- **REQUEST**: Starting at the beginning of the items and ending with the line that contains "[47,45,57,57]", write out every line again, including those without numbers, and raise each bounding-box coordinate by 145.
******
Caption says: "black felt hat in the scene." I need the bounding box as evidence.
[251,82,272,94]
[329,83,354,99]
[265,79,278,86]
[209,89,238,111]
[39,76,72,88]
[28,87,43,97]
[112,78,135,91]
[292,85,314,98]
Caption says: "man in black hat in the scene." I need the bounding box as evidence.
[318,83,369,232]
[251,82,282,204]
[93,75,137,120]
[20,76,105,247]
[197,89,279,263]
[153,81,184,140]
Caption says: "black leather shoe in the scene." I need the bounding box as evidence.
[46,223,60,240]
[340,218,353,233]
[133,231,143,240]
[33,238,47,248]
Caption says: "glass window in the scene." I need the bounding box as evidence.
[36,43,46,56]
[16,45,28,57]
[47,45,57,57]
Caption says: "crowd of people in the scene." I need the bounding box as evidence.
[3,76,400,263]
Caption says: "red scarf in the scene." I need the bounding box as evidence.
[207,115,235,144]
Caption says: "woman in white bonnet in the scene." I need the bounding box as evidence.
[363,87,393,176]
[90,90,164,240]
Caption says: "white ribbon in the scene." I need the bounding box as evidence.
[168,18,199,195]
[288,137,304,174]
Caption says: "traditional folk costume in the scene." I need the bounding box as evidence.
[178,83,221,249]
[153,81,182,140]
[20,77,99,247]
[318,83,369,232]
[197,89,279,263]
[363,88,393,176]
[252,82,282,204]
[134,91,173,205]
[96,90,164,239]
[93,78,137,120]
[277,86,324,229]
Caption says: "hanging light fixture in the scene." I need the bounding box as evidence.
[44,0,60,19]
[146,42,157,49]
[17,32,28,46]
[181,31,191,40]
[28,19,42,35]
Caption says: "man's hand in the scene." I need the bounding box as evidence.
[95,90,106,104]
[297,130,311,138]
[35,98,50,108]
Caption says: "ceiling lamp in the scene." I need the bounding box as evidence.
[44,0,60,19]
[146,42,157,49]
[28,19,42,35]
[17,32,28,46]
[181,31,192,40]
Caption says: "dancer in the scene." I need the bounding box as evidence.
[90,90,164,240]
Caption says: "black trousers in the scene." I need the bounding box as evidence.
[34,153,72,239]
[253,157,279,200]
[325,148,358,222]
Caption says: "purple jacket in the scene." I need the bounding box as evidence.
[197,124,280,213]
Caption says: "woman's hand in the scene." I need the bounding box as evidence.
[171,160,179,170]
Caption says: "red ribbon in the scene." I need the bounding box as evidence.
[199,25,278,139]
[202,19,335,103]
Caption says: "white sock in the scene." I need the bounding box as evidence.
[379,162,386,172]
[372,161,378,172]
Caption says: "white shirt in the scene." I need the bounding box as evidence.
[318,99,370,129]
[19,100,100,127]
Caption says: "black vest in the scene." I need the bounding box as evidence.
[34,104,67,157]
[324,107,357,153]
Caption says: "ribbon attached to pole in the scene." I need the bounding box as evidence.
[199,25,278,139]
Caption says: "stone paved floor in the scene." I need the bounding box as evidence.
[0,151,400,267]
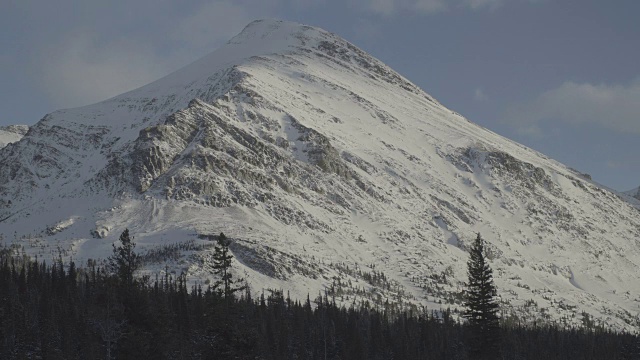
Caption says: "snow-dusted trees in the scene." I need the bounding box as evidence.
******
- **WRITTEN ANSWER**:
Caption says: "black felt hat in the scene." I need the bounding box as evidence.
[396,227,417,239]
[474,228,499,244]
[410,224,423,231]
[354,234,383,256]
[184,221,217,233]
[173,232,188,242]
[257,223,280,236]
[437,230,459,243]
Caption says: "man in black hat in the scene." I need the bounding box as evidence.
[463,228,514,377]
[396,227,427,349]
[238,220,282,265]
[165,221,250,392]
[342,234,424,408]
[298,226,329,285]
Caption says: "black leather shoe in the scene." I need the bounding box as evidence.
[191,368,205,385]
[485,363,498,378]
[278,376,288,385]
[178,383,192,393]
Caption says: "glass window in the scene." I need the bounding box as evidence.
[181,188,191,201]
[161,190,173,202]
[192,190,202,202]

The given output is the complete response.